[[ Data under study, beginning ]]

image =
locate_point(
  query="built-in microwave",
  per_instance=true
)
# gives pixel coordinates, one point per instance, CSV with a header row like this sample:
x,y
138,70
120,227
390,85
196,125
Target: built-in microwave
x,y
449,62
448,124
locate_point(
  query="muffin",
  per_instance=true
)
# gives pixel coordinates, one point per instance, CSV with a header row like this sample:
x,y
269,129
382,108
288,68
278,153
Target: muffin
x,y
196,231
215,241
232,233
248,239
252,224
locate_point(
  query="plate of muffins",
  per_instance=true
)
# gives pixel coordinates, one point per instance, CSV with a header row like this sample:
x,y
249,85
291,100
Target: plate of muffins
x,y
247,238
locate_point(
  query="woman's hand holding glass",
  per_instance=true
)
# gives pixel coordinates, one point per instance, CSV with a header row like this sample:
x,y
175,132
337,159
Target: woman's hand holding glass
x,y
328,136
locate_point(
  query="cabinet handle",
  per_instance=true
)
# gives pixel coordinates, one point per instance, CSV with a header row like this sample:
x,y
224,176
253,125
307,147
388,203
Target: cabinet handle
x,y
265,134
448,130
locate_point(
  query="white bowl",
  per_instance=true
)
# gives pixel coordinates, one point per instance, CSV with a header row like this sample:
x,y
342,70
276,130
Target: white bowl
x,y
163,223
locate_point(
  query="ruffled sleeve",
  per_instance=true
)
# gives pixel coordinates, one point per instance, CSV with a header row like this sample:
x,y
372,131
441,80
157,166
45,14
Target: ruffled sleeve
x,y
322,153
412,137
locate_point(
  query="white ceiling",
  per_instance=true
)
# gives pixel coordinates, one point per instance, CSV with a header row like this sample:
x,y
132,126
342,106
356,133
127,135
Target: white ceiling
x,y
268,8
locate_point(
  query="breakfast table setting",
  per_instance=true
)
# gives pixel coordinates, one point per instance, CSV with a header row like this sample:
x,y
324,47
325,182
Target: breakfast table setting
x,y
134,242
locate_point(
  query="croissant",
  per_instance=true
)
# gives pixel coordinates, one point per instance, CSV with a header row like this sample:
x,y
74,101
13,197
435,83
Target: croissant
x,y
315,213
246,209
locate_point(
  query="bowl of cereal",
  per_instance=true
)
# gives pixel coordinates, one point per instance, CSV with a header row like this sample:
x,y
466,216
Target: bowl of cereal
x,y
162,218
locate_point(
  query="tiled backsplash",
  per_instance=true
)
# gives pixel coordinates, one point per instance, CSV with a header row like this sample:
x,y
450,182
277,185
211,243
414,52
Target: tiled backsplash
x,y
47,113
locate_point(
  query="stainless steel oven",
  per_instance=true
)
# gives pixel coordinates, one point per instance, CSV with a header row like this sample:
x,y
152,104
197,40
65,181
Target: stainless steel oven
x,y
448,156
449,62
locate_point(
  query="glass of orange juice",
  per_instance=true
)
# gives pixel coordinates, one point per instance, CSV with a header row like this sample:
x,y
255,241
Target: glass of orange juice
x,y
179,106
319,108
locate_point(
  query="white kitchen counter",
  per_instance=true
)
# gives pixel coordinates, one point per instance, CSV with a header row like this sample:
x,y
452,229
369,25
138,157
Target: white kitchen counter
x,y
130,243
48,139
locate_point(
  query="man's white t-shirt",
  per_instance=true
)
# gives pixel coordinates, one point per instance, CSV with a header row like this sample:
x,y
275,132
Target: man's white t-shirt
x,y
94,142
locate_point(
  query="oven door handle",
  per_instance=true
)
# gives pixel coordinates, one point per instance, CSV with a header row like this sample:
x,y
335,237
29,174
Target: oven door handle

[[ Data under study, end ]]

* _Activity_
Gather from the entries above all lines that include the string "door".

* _Exercise answer_
  query="oven door handle",
Target: oven door handle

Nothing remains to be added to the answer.